Collect every line of the records below that contains the string "shirt".

>> Begin

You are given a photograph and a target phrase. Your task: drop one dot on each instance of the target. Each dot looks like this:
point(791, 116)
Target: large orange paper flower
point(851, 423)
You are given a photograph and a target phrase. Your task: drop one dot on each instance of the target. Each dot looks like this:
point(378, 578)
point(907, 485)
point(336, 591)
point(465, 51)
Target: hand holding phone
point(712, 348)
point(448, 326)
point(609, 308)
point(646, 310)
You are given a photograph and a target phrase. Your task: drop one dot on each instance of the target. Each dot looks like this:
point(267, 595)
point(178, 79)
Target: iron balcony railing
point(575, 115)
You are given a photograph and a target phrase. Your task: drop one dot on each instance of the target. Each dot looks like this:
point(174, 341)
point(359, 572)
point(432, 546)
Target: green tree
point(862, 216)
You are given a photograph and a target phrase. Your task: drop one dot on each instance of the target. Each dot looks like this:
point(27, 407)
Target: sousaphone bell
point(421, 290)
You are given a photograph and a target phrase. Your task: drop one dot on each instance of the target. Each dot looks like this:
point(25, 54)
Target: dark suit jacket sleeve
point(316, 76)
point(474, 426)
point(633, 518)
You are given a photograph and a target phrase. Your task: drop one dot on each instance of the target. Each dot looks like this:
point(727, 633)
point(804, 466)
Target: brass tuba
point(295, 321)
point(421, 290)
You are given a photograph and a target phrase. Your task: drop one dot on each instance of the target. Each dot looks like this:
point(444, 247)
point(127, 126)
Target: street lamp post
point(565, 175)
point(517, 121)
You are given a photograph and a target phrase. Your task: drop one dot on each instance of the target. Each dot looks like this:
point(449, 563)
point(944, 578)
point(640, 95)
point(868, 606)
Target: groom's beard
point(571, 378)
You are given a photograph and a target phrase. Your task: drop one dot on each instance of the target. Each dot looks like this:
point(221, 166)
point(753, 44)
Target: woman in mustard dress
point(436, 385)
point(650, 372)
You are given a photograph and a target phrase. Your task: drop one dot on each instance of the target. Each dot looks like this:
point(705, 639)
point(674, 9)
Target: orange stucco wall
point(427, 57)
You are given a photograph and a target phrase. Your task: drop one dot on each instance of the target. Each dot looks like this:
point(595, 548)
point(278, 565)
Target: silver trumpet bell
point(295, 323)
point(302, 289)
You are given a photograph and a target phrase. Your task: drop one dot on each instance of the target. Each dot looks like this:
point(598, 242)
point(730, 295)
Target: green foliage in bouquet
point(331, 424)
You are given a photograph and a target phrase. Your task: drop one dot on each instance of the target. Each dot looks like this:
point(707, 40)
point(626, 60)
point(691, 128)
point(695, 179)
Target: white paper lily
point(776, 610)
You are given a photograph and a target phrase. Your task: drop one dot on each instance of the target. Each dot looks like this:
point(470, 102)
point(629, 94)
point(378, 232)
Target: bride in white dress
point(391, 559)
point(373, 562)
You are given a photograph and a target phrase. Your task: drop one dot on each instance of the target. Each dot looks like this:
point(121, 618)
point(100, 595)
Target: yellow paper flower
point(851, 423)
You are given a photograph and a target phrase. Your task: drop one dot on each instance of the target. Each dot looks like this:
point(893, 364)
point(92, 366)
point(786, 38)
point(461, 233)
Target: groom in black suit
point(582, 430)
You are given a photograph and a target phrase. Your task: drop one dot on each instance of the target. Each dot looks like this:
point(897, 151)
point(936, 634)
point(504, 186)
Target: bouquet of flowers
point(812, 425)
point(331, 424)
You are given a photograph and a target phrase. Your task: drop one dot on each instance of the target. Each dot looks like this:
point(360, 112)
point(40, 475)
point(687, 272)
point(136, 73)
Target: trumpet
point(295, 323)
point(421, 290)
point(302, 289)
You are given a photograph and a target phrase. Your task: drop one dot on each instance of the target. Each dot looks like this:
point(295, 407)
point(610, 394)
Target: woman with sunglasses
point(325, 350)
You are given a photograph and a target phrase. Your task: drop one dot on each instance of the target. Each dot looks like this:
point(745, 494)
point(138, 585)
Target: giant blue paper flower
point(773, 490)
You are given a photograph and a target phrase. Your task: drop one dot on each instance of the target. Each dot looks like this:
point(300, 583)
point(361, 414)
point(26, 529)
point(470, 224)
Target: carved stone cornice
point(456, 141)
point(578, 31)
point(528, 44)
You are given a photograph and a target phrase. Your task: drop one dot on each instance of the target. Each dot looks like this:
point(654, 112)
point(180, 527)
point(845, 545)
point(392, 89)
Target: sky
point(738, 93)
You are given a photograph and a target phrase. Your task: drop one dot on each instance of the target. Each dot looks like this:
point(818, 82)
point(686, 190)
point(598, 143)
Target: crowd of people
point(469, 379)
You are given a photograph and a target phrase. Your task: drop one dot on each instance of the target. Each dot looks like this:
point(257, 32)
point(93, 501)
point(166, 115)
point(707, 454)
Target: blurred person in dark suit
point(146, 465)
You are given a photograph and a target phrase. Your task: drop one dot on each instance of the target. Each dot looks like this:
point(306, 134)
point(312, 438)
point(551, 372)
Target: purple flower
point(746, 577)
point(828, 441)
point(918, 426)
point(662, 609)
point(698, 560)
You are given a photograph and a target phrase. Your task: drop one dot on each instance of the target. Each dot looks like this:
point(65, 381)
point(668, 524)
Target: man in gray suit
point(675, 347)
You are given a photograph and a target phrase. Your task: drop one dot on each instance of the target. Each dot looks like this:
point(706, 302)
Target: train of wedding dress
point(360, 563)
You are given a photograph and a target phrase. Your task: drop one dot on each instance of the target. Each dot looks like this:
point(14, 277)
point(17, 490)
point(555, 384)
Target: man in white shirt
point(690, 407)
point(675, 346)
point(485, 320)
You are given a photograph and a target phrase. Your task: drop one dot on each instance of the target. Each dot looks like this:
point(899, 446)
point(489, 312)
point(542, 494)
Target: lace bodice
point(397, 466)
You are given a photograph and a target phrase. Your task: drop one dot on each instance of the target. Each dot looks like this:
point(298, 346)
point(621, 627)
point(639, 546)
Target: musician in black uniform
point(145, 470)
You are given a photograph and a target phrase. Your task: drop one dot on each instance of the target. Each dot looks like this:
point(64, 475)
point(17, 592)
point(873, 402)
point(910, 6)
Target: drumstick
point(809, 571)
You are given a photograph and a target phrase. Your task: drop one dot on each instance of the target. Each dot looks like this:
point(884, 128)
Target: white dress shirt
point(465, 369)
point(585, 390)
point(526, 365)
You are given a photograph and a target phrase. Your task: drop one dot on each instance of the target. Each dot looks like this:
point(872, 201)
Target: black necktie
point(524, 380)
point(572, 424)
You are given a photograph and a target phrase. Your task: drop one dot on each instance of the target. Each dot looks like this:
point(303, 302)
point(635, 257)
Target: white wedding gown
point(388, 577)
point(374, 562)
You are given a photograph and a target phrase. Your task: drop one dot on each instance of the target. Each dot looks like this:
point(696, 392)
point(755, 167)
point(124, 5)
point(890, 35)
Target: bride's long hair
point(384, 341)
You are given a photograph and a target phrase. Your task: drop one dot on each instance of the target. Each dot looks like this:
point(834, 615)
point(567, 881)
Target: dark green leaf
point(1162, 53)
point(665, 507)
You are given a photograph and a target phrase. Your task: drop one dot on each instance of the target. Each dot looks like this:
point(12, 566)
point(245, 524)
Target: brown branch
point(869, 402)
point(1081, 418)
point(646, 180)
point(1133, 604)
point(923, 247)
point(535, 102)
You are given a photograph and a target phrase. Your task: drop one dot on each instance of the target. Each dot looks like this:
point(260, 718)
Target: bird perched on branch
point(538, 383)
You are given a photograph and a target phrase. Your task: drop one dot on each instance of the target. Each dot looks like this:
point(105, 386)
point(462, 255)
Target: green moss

>> End

* [Exercise result]
Target: man in white shirt
Target: white dress shirt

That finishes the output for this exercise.